**Required work:**
Please count how many lines below contain the word "water" and give nothing but that figure.

Free-text object descriptions:
====

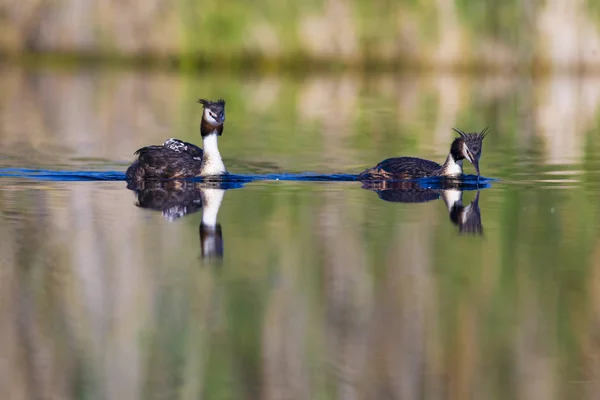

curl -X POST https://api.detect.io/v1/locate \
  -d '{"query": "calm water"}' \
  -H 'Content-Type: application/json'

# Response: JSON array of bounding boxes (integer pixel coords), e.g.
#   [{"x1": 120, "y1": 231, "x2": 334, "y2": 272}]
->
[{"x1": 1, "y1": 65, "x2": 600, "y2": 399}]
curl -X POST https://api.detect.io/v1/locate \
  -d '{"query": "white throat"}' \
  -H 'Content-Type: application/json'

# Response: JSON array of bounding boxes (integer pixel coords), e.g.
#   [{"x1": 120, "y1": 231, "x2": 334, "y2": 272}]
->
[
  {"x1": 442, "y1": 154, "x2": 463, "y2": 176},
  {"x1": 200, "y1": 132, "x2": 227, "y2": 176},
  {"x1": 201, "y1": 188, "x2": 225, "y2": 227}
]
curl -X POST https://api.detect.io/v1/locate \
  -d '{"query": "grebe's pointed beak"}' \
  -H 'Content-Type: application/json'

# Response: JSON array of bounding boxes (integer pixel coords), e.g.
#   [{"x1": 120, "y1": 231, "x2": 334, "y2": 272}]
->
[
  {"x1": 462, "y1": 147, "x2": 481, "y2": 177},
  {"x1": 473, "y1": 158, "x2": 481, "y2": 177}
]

====

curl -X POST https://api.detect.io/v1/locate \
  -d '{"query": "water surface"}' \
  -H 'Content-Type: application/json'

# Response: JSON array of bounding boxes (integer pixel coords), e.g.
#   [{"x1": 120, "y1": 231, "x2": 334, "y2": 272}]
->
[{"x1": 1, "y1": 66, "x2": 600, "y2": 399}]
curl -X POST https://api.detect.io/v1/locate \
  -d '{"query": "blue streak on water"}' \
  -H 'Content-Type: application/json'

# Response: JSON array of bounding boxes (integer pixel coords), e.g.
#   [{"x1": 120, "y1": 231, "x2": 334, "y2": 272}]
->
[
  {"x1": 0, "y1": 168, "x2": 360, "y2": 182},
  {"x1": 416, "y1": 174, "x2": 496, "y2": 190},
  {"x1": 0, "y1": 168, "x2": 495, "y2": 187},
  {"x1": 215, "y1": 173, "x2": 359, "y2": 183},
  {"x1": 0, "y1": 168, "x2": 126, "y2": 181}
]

====

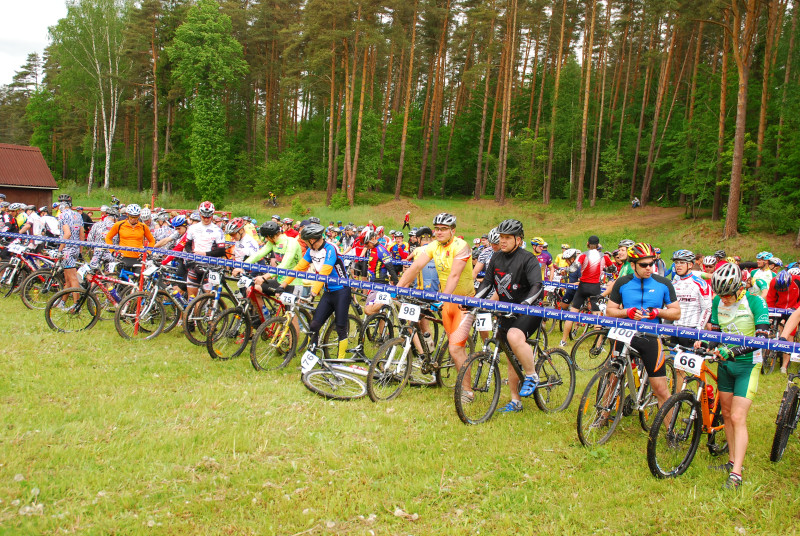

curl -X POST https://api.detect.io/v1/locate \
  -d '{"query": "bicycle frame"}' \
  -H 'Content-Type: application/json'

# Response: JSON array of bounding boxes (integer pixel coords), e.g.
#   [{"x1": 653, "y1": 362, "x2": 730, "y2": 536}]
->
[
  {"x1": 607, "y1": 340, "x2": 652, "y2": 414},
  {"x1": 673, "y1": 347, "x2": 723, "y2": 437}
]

====

**Expected answer:**
3